* BEGIN Supplied information *

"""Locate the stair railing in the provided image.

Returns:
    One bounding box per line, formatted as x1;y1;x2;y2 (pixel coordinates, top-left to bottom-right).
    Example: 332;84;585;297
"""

* END Supplied information *

Objective: Could you reproduce the lines above word for word, keeping every character and line break unchanged?

Solved problem:
"""Locate the stair railing in the provided image.

Returns:
    One bounding box per line, formatted as x1;y1;x2;y2 (pixel coordinates, top-left to bottom-right).
    Example: 332;84;585;297
"""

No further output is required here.